- _WHAT YOU NEED TO DO_
In full and exactly, please return the records, but keep out the pictures.
+++ RECORDS PROVIDED
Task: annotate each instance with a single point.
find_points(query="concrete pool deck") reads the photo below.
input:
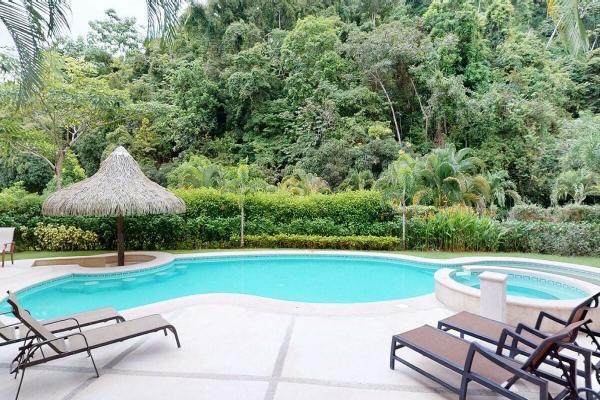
(244, 347)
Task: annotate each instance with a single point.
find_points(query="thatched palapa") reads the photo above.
(118, 189)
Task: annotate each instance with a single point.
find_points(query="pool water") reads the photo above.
(305, 278)
(524, 286)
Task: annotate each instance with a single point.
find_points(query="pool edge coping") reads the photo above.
(164, 258)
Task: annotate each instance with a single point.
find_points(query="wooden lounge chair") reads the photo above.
(43, 346)
(7, 244)
(475, 363)
(488, 330)
(17, 332)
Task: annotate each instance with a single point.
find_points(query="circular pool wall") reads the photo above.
(462, 297)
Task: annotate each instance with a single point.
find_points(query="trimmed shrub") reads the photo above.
(529, 212)
(563, 238)
(61, 237)
(577, 213)
(212, 220)
(323, 242)
(567, 213)
(454, 229)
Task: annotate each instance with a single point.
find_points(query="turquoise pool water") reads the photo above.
(525, 286)
(306, 278)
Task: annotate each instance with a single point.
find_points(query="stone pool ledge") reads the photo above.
(24, 274)
(460, 297)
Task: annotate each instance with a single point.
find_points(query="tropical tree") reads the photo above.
(242, 183)
(197, 172)
(33, 23)
(501, 188)
(576, 185)
(398, 185)
(358, 180)
(568, 23)
(299, 182)
(52, 121)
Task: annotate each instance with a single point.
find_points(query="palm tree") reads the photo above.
(243, 184)
(568, 23)
(33, 23)
(398, 185)
(501, 188)
(446, 176)
(575, 184)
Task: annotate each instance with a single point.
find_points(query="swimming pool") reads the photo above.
(303, 277)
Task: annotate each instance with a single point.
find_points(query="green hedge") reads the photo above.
(567, 213)
(324, 242)
(212, 220)
(564, 238)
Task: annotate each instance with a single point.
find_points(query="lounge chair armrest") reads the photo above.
(524, 327)
(516, 338)
(476, 348)
(544, 315)
(589, 392)
(14, 324)
(39, 344)
(49, 324)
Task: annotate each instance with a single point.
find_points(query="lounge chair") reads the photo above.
(488, 330)
(475, 363)
(7, 244)
(17, 332)
(43, 346)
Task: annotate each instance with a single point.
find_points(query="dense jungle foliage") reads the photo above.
(433, 103)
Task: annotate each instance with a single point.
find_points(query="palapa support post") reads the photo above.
(118, 188)
(120, 242)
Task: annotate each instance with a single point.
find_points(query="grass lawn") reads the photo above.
(584, 260)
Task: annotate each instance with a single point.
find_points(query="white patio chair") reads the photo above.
(7, 244)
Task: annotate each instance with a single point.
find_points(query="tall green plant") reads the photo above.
(398, 185)
(447, 178)
(242, 184)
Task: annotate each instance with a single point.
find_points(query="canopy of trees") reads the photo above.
(323, 96)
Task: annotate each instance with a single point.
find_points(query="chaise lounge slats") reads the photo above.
(491, 369)
(116, 333)
(7, 333)
(454, 351)
(19, 332)
(43, 346)
(487, 329)
(490, 331)
(84, 319)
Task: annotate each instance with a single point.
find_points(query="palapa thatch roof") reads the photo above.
(118, 188)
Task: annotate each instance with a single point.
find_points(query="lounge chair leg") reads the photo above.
(94, 364)
(172, 329)
(392, 354)
(20, 383)
(464, 385)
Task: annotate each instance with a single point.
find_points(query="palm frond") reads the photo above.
(163, 18)
(570, 27)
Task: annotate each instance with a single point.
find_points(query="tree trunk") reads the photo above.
(387, 96)
(425, 117)
(403, 227)
(120, 242)
(60, 158)
(242, 218)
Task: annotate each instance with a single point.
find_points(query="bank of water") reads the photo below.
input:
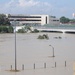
(31, 50)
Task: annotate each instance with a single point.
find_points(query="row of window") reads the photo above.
(23, 20)
(24, 16)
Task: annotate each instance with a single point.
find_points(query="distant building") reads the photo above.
(32, 19)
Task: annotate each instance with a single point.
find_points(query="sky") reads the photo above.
(56, 8)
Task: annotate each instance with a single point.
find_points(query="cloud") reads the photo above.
(26, 6)
(27, 3)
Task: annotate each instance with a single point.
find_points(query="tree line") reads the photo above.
(64, 19)
(5, 25)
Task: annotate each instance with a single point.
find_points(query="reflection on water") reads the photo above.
(31, 50)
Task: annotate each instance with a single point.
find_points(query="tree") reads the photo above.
(64, 19)
(4, 20)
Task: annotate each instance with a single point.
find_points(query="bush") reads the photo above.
(35, 31)
(44, 36)
(21, 31)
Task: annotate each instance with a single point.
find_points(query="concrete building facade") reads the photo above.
(32, 19)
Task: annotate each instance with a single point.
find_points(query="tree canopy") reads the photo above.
(64, 19)
(4, 20)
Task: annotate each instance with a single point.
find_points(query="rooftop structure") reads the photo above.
(32, 19)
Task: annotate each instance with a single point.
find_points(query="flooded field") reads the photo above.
(36, 54)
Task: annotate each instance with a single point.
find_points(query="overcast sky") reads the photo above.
(56, 8)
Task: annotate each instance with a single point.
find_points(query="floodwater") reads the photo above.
(31, 50)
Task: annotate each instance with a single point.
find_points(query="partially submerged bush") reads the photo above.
(35, 31)
(44, 36)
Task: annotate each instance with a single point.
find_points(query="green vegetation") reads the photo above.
(21, 31)
(44, 36)
(64, 19)
(6, 29)
(35, 31)
(4, 21)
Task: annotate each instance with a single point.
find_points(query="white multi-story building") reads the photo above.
(33, 19)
++++++
- _WRITTEN RESPONSE_
Task: annotate each instance with a single point.
find_points(query="concrete pool deck") reads the photo below.
input:
(244, 347)
Task: annotate each instance with a single point.
find_points(query="thatched palapa") reads the photo above.
(118, 189)
Task: annotate each instance with a single point.
find_points(query="pool water") reads the photo above.
(305, 278)
(524, 286)
Task: annotate each instance with a single point.
find_points(query="pool edge coping") reads the photo above.
(164, 258)
Task: annotate each instance with a single point.
find_points(query="wooden lounge chair") reads the photo above.
(43, 346)
(7, 244)
(475, 363)
(488, 330)
(17, 332)
Task: annotate each instance with a single point.
find_points(query="circular pool wall") reads the photo above.
(462, 297)
Task: annotate each instance with a single point.
find_points(query="trimmed shrub") reads the photo above.
(529, 212)
(563, 238)
(61, 237)
(577, 213)
(212, 220)
(323, 242)
(567, 213)
(454, 229)
Task: annotate each instance with a single point.
find_points(query="turquoise pool water") reads the photo above.
(525, 286)
(306, 278)
Task: annotate each instance with a single point.
find_points(query="stone pool ledge") reads the photo above.
(24, 274)
(460, 297)
Task: annotate each instance with a single point.
find_points(query="tropical tree") reads the photo above.
(242, 183)
(197, 172)
(33, 23)
(501, 188)
(576, 185)
(398, 185)
(358, 180)
(568, 23)
(299, 182)
(52, 121)
Task: annotate each instance with a single point.
find_points(query="palm tree") reads the photo above.
(243, 184)
(568, 23)
(33, 23)
(398, 185)
(501, 188)
(446, 176)
(575, 184)
Task: annotate each instance with a single point.
find_points(query="swimming pool") reads the photo above.
(303, 277)
Task: annotate each instance with a single point.
find_points(query="green hedge") reads the photo above.
(567, 213)
(324, 242)
(212, 220)
(564, 238)
Task: annotate each instance with a single point.
find_points(query="lounge chair armrest") reads the photo above.
(524, 327)
(516, 338)
(476, 348)
(544, 315)
(589, 392)
(14, 324)
(39, 344)
(49, 324)
Task: annotate each instance with a single point.
find_points(query="lounge chair") reads the photo above.
(488, 330)
(475, 363)
(7, 244)
(17, 332)
(43, 346)
Task: annotate each instance with a single point.
find_points(query="dense jungle foliage") reads the photo above.
(433, 103)
Task: annotate each instance with a single point.
find_points(query="palapa support post") reads the photo above.
(118, 188)
(120, 242)
Task: annotate each instance with a single point.
find_points(query="grass lawn") reads the photo above.
(584, 260)
Task: annotate each instance with a single point.
find_points(query="white patio chair") reads the photo above.
(7, 244)
Task: annotate each instance with a single point.
find_points(query="tall green plant") reads the photo above.
(398, 185)
(447, 178)
(242, 184)
Task: annotate each instance with a single point.
find_points(query="canopy of trees") reads the photo above.
(323, 96)
Task: annotate each instance with a single point.
find_points(query="chaise lounge slats") reads the photo above.
(491, 369)
(116, 333)
(7, 333)
(454, 351)
(19, 332)
(43, 346)
(487, 329)
(490, 331)
(84, 319)
Task: annotate each instance with a single point.
find_points(query="palapa thatch roof") reads the photo above.
(118, 188)
Task: annotate each instance with a single point.
find_points(query="lounge chair leg") reads the photo above.
(94, 364)
(172, 329)
(392, 354)
(20, 383)
(464, 385)
Task: annotate each instance with a single point.
find_points(query="palm frond") reads the photo above.
(163, 18)
(570, 27)
Task: annotate each instance with a single point.
find_points(query="tree trunk") reads the photo above.
(387, 96)
(425, 117)
(403, 227)
(120, 242)
(60, 158)
(242, 218)
Task: annotate each instance with a single point.
find_points(query="bank of water") reads the photo below.
input:
(31, 50)
Task: annotate each instance with a single point.
find_points(query="row of window") reads the photo above.
(23, 20)
(24, 16)
Task: annotate each instance with a single point.
find_points(query="distant building") reads the photo above.
(32, 19)
Task: annotate each instance with a single point.
find_points(query="sky") reads the photo above.
(56, 8)
Task: annotate each instance with a single point.
find_points(query="cloud") reads the photo above.
(26, 6)
(27, 3)
Task: annotate each instance with a single point.
find_points(query="tree line") reads the photo above.
(64, 19)
(5, 25)
Task: annotate each instance with a single point.
find_points(query="reflection on water") reads the photo above.
(31, 50)
Task: annotate each instance with a single point.
find_points(query="tree") reads the photo above.
(64, 19)
(4, 20)
Task: annotate each instance with a single point.
find_points(query="bush") reads the photo above.
(35, 31)
(44, 36)
(21, 31)
Task: annotate each instance with a single point.
find_points(query="concrete building facade") reads the photo above.
(32, 19)
Task: annotate each instance with a single point.
find_points(query="tree canopy") reads the photo above.
(64, 19)
(4, 20)
Task: annotate each instance with a single point.
find_points(query="rooftop structure") reads the photo above.
(32, 19)
Task: annotate each instance with a single point.
find_points(query="flooded field") reads the photo above.
(36, 54)
Task: annotate each instance with a single point.
find_points(query="overcast sky") reads the photo above.
(56, 8)
Task: annotate each instance with a single point.
find_points(query="floodwater") reads the photo above.
(31, 50)
Task: annotate each instance with a single point.
find_points(query="partially submerged bush") reads the photo above.
(35, 31)
(44, 36)
Task: annotate each instance with a single point.
find_points(query="green vegetation") reads the photo above.
(21, 31)
(44, 36)
(64, 19)
(6, 29)
(35, 31)
(4, 21)
Task: annotate each instance with a single point.
find_points(query="white multi-story building") reads the photo above.
(33, 19)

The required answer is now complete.